#### EXCERPT TO READ
How was my language use?
Review Request Intensity: I want the raw truth, feel free to knock me on my back
Editing Stage: Editing - rough draft
Comments
judyanne
13 years 3 months ago
love it rula
well presented, short, to the point, but with a depth of emotion covered in both text and subtext
one small suggestion (lol suggestion only)
'After you
I'm unable
to draw a smile
or even show sorrow'
- 'show sorrow' - as you are using a writing analogy, what do you think of
'paint sorrow' or 'sketch sorrow'?
also
'My words
have no spirit in' - not particularly good grammar
- you don't need the 'in', 'have no spirit' alone works better - or you could say 'contain no spirit'
love judy
xxx
Rula
13 years 3 months ago
Your suggestion are always
Welcomed and I Love 99.9% of them..:)

#### DATA PROVIDED
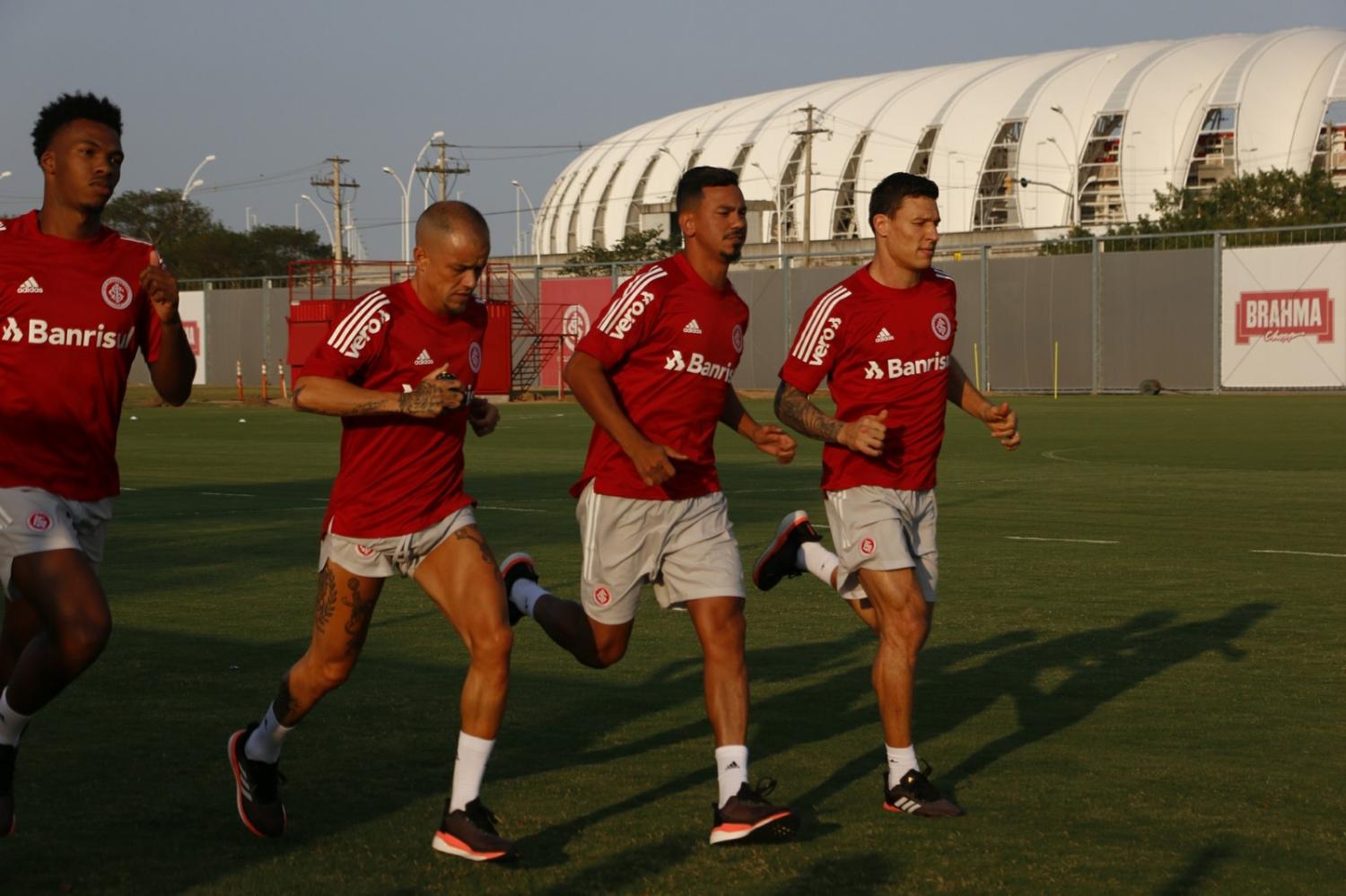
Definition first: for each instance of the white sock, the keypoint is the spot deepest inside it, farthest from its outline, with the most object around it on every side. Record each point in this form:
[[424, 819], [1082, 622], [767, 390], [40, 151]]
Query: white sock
[[817, 560], [468, 770], [264, 743], [525, 594], [11, 721], [731, 770], [901, 761]]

#### THINGS TO DO
(1) Answer each question from the comment thread:
(a) What review intensity does the poster ask for?
(b) Which two words does judyanne offer in place of "show" in "show sorrow"?
(c) What share of judyanne's suggestions does Rula say she loves?
(2) Carry on the comment thread past its final message.
The lines have no connection to the comment thread.

#### WRITTEN ANSWERS
(1)
(a) "I want the raw truth, feel free to knock me on my back"
(b) "paint" or "sketch"
(c) 99.9%

(2)
I've changed to "depict" , fits?
judyanne
13 years 3 months ago
works well
:)
xxx
Ian.T
13 years 3 months ago
0.1% here lol
A lovely piece young Lady, it is un-complicated and pure in its presentation..
I look forward to some of your deeper pieces that will question us, and make us race on,
Yours Ian.T
Rula
13 years 3 months ago
complicated or not
It is not complication that I'm after, never had been:-)
I like to write whatever the heart
Wished others to hear
And here it is
when you go deep
Thanks dear Ian. Happy to hear from you.